- Records
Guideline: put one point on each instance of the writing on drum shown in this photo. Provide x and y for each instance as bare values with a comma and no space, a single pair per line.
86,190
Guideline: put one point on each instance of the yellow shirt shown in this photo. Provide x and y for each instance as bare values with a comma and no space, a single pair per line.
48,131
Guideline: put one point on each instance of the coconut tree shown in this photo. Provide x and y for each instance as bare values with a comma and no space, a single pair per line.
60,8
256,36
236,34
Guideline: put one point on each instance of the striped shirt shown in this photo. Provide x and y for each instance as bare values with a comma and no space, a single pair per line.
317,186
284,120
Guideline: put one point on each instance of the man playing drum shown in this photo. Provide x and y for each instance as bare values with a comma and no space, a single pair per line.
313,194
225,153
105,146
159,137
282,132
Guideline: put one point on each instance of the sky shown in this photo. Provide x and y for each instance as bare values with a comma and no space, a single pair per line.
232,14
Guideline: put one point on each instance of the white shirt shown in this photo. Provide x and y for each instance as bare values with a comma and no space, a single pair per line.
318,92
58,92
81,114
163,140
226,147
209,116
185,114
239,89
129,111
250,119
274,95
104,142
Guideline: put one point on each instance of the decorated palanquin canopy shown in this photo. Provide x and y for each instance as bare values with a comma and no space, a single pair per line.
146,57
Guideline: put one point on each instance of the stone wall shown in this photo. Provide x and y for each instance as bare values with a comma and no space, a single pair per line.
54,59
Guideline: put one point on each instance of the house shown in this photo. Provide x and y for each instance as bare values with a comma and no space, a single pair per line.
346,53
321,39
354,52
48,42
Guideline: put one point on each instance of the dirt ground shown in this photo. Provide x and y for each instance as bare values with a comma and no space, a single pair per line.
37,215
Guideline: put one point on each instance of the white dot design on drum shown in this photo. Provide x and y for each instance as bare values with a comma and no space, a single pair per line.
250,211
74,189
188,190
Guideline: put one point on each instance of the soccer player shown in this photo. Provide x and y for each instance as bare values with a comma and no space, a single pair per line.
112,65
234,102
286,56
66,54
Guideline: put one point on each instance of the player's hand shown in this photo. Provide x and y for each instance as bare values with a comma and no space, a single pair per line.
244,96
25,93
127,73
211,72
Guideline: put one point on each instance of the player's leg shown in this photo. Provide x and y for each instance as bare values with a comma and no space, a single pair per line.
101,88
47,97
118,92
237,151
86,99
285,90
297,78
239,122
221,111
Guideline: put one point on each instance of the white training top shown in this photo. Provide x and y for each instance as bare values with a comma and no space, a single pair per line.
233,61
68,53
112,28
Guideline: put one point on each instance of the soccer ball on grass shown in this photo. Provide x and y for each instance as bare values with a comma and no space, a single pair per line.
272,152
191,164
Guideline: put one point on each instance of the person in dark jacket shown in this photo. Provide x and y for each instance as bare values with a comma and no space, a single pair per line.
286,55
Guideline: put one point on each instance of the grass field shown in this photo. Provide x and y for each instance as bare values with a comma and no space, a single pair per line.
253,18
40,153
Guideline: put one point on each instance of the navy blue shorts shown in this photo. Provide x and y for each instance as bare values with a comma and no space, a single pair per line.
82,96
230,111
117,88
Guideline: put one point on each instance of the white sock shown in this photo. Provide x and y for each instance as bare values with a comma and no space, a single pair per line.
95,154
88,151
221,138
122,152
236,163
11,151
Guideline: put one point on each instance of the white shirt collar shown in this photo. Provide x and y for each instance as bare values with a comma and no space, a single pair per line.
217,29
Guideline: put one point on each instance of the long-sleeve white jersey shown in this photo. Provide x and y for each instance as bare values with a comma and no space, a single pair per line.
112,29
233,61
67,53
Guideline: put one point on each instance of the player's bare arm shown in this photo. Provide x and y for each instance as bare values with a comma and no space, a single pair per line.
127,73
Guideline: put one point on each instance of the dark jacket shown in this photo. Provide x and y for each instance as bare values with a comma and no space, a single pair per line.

- Requirement
Convert the listing above into a JSON list of strings, one string per line, with blank lines omitted.

- Full output
[
  "Guideline: put one point on each instance of the writing on drum shown in this photo. Provide x and y for each instance as bare values with a comma and no space, a single pair per line.",
  "86,190",
  "Guideline: put one point on each instance of the yellow shirt shown in this photo. Provide x and y for each instance as bare values with a comma and no space, a single pair per line.",
  "48,131",
  "Guideline: put one point on each instance of the coconut tree shown in this photo. Provide x and y for each instance as bare values with a comma and no space, a single pair per line.",
  "60,8",
  "256,36",
  "236,34",
  "Guideline: put one point on each instance of the striped shirt shown in this photo. Provide x and y for each instance as bare values with a comma and no space, a single pair per line.",
  "317,186",
  "284,120",
  "Guideline: put one point on each instance of the man playing drum shown in this photo. Provide x and y for each instance as bare values with a comma and no space, a single pair per line.",
  "313,194",
  "225,153",
  "105,146",
  "159,137",
  "282,132",
  "Guideline: put one point on each instance of the sky shown in this photo. Provide x and y for each instance as bare values with a comma and no space, a single pair per line.",
  "232,14",
  "Guideline: put one point on each instance of the white shirt shown in this photo. Provide x and y for each instance as bare values with a comma and no space, a single pair per line.",
  "318,92",
  "58,92",
  "81,114",
  "163,140",
  "226,147",
  "209,116",
  "185,114",
  "239,89",
  "129,111",
  "250,119",
  "274,95",
  "104,142",
  "Guideline: put one point on each instance of the decorated palanquin canopy shown in this photo. Provide x and y for each instance as bare values with a comma and no space, a single pair per line.",
  "146,57",
  "Guideline: put one point on each instance of the stone wall shown in this photo. Provide x and y for each instance as bare values with a comma and no space, a single pair per line.",
  "54,59",
  "Guideline: put one point on each instance of the house shown in this photo. Provide x and y for each instance as bare values with a comma and no space, a single pair per line.",
  "346,53",
  "321,39",
  "354,52",
  "48,42",
  "Guideline: put one point on each instance of the dirt ground shown in this photo. Provide x and y for each instance as bare values with a comma and no space, a single pair per line.",
  "37,215",
  "Guideline: put one point on each instance of the white dot design on drum shown in this photo. Provide x and y for each instance as bare values with a comma and no space, a single pair per line.",
  "250,211",
  "74,189",
  "188,190",
  "Guideline: put one point on each instance of the soccer player shown in this photo. Provide x and y for each instance as bare values with a comma and no space, a single pair per line.",
  "112,65",
  "234,102",
  "286,56",
  "66,54",
  "Guideline: put one point on each instance of the player's hand shown in this photo. Provide x and y for each instance as bare values with a comma and no space, a single pair per line.",
  "244,96",
  "25,93",
  "127,73",
  "211,72",
  "Guideline: put one point on each instance of the player's leg shown in this photo. Provide x and y for each instance as bare values with a comma and no space, a single pair per line.",
  "101,88",
  "47,97",
  "118,92",
  "237,151",
  "86,99",
  "285,90",
  "297,78",
  "239,122",
  "221,111",
  "Guideline: put one point on each instance of the white training top shown in this photo. Provide x and y for each instance as bare values with a comma and no space, a single pair per line.",
  "233,61",
  "68,53",
  "112,28",
  "Guideline: put one point on each instance of the soccer ball on grass shown in this photo. Provide x and y for each instance as bare values with a comma and no space, a single pair per line.",
  "272,152",
  "191,164",
  "Guideline: put one point on each instance of the person in dark jacket shown in this photo. Provide x and y for each instance as bare values with a comma and no space, a single pair per line.",
  "286,55",
  "Guideline: put one point on each instance of the grass field shown in this photo. Provide x and y for each instance as bare values with a comma and no space, a single pair per line.",
  "253,18",
  "40,153",
  "Guideline: put one point on each instance of the navy blue shorts shown in this photo. Provide x and y for each instance as bare values with a comma and no space, a single pair per line.",
  "82,96",
  "230,111",
  "117,88",
  "Guideline: put one point on each instance of the white sock shown in this photo. Provide x and y for each instance as bare values with a comma and no space, a single pair per line.",
  "95,154",
  "88,151",
  "221,138",
  "122,152",
  "236,163",
  "11,151",
  "Guideline: put one point on each instance of the white shirt collar shown in this photo. Provide x and y for each instance as bare values with a comma and no space, a single pair per line.",
  "217,29",
  "Guideline: put one point on each instance of the long-sleeve white jersey shown in this photo. Provide x and y for each instance as bare values with a comma and no space, a single pair per line.",
  "112,29",
  "233,61",
  "67,53",
  "Guideline: put one point on each instance of the player's bare arm shown in this photo. Provide x and y for each instance as bare values with a comma and no space, a single pair per line.",
  "127,73",
  "Guideline: put one point on each instance of the dark jacket shown in this photo. Provide x and y for each instance as bare values with a comma and no space, a single pair per line."
]